→ FRAGMENTO PARA LEER
Los católicos solemos decir que en la actualidad nos resulta difícil encontrar un tiempo exclusivo para nosotros y, más aún, destinar un tiempo especial para la oración, porque las exigencias del mundo actual no nos permiten tener un respiro y nos obliga a relegar nuestra oración.
Sin embargo, podemos cambiar esta afirmación. No hay en el mundo un lugar o una actividad que escape de la oración, porque, según la experiencia de Santa Teresa de Jesús, “está Dios en todas partes” (V. 22, 1; C. 28, 2) y en todas partes ella lo ha tenido (V. 3, 3). Por tanto, todos tenemos la posibilidad de redescubrir a Dios en cada segundo de nuestro diario vivir y entrar en íntima relación de amistad con él por medio de la oración.
Si nos preguntamos en qué consiste la oración, podemos responder que, según Santa Teresa de Jesús, “no es otra cosa oración mental, a mi parecer, sino tratar de amistad estando muchas veces tratando a solas con quien sabemos nos ama” (V 8, 5). En esta definición, la Santa nos muestra la posibilidad que tenemos para conectarnos con nuestro Criador en un trato de amistad, o sea, en un encuentro y relación entre dos personas: Dios y yo, Dios y tú, Dios y nosotros. En este encuentro de tú a tú con Dios, Santa Teresa enfatiza la experiencia del amor de Dios en tanto que el trato en la oración es “con quien sabemos nos ama”.
El descubrirnos primeramente amados y mirados por Dios nos da la posibilidad de situarnos en su presencia con toda confianza filial, de tender puentes para hablar y relacionarnos con Él como amigos, y, más aún, de ver, sentir y reconocer en nuestro interior su amor.
Orar es hablar con Jesucristo que nos ama y habita: «Si hablare, procurar acordarse de que hay con quien hable dentro de sí mismo. Si oyere, acordarse que ha de oír a quien más cerca le habla» (C 29,7). Pero la oración no se reduce a esta comunicación y diálogo con Jesús en la propia interioridad.
En la oración, podemos volcar nuestra mirada hacia Dios, mirarlo con fe fuerte, mirarlo con alegría y esperanza, mirarlo con el extremo amor con que Él nos ama (Jn. 13, 1) y con el que nos mira. Dice la Santa: «No os pido ahora que penséis en Él… no os pido más de que le miréis… Mirad que no está aguardando otra cosa… sino que le miremos. Como le quisiereis, le hallaréis» (C 26,3). Jesús no espera “otra cosa” sino nuestra mirada orante. Orar es mirarlo, es hallarnos con él en su mirada de amor y es hallarlo en nuestra mirada de fe.

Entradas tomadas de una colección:
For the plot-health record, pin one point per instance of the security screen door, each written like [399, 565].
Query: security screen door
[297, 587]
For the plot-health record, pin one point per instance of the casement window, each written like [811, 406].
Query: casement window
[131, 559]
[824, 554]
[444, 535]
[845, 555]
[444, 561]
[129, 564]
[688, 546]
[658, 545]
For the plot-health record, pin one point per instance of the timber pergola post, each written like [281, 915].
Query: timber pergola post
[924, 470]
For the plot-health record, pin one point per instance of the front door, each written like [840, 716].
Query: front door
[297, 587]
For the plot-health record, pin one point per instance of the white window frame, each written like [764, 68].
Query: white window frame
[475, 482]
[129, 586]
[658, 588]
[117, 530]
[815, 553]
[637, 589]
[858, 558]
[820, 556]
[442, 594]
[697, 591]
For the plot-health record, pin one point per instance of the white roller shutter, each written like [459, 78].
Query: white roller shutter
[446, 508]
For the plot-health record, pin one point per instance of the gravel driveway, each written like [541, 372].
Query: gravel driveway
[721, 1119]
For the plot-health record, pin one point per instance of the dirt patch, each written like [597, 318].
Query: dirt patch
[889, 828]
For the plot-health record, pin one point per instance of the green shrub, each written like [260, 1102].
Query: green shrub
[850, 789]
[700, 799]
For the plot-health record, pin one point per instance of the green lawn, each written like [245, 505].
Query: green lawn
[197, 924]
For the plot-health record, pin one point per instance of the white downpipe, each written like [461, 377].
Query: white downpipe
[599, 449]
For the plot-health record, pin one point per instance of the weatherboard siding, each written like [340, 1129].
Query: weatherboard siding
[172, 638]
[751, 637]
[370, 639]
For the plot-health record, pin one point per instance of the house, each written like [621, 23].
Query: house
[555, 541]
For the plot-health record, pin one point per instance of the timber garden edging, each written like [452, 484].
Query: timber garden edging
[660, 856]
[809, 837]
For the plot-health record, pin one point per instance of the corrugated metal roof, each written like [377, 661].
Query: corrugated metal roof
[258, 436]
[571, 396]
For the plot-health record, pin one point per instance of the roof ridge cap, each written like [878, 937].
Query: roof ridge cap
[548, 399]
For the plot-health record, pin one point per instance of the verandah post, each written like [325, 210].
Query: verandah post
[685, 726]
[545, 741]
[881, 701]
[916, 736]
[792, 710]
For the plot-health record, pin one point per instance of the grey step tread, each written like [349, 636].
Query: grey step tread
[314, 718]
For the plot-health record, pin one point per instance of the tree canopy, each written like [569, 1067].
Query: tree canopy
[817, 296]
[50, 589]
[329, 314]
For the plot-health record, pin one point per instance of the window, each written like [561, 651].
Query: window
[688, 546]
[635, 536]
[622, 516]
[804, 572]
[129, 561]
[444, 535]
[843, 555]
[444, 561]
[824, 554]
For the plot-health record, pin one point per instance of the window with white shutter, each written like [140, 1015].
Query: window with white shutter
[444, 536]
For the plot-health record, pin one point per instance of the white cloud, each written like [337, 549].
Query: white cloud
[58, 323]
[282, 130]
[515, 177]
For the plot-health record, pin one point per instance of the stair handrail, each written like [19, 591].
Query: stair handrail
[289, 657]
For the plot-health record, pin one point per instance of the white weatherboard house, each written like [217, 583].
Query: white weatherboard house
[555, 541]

→ INDICACIONES Y REQUISITOS
Prosigue el texto sobre la oración según Santa Teresa de Jesús a partir de su última oración. Los registros proceden de otra fuente.

→ RESULTADO DEL EJERCICIO
La mirada de amor contemplativa es con la que hemos de responder a su mirada de mayor amor (Jn. 15, 13) hacia cada uno de nosotros, sus amigos, así como él mismo responde a nuestra mirada: «Si estás alegre, míralo resucitado; que sólo imaginar cómo salió del sepulcro te alegrará… Si estás con trabajos o triste, míralo camino del huerto… Te mirará Él con unos ojos tan hermosos y piadosos, llenos de lágrimas, y olvidará sus dolores por consolar los tuyos, sólo porque te vayas con Él a consolar y vuelvas la cabeza a mirarlo» (C 26,4-5).
En este entrecruce de amorosa mirada, podemos descubrirnos amados por Él y reconocer que, en nuestro diario vivir, Él está presente y actuante mirándonos con amor, porque Dios está constantemente unido a nosotros a pesar de nuestras bajezas, e, incluso, a pesar de nuestros pecados o infidelidades a su amor. Orar es saber que, a pesar de nuestras acciones, Él nos mira con amor; es experimentar su amor que nunca disminuirá porque Él nos ama con amor eterno (Jr. 31, 3).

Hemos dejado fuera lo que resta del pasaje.